In the forum thread below about trouble uploading images from an iPhone, what fix does FISHIN216 describe?

QUOTED TEXT:
● ● ● ● ●

# Technical help



## nforkoutfitters (Jan 25, 2010)

I can't seem to upload pics from my iPhone to ogf. Used to work every time now it say on every one " not a valid image file" anyone know why this is/how to fix it?


Posted using Outdoor Hub Campfire


----------



## FISHIN216 (Mar 18, 2009)

I had that problem. Deleted the app and re-downloaded it. Logged in and it worked

posted using Outdoor Hub Campfire


----------



## salmon king (Aug 20, 2008)

FISHIN216 said:


> I had that problem. Deleted the app and re-downloaded it. Logged in and it worked
> 
> posted using Outdoor Hub Campfire


Remember after step.one delete the app don't follow step two..re download the app .. just kidding hahaha 

posted using Outdoor Hub Campfire


----------



## nforkoutfitters (Jan 25, 2010)

FISHIN216 said:


> I had that problem. Deleted the app and re-downloaded it. Logged in and it worked
> 
> posted using Outdoor Hub Campfire


Thanks Justin! It worked!


Posted using Outdoor Hub Campfire


----------



## salmon king (Aug 20, 2008)

● ● ● ● ●

DATASET:
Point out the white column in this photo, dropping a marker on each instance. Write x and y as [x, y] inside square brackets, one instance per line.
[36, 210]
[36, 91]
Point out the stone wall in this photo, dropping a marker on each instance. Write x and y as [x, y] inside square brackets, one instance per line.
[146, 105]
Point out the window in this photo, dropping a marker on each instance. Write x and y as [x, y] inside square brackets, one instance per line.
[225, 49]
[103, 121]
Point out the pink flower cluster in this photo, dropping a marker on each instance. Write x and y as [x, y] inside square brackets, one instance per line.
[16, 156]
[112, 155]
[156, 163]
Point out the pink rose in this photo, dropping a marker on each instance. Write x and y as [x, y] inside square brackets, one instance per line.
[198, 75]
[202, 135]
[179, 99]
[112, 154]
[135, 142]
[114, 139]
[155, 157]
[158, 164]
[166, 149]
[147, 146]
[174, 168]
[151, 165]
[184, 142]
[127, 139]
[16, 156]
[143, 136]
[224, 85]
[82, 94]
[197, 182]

● ● ● ● ●

RESPONSE: Deleting the app, re-downloading it, and logging in.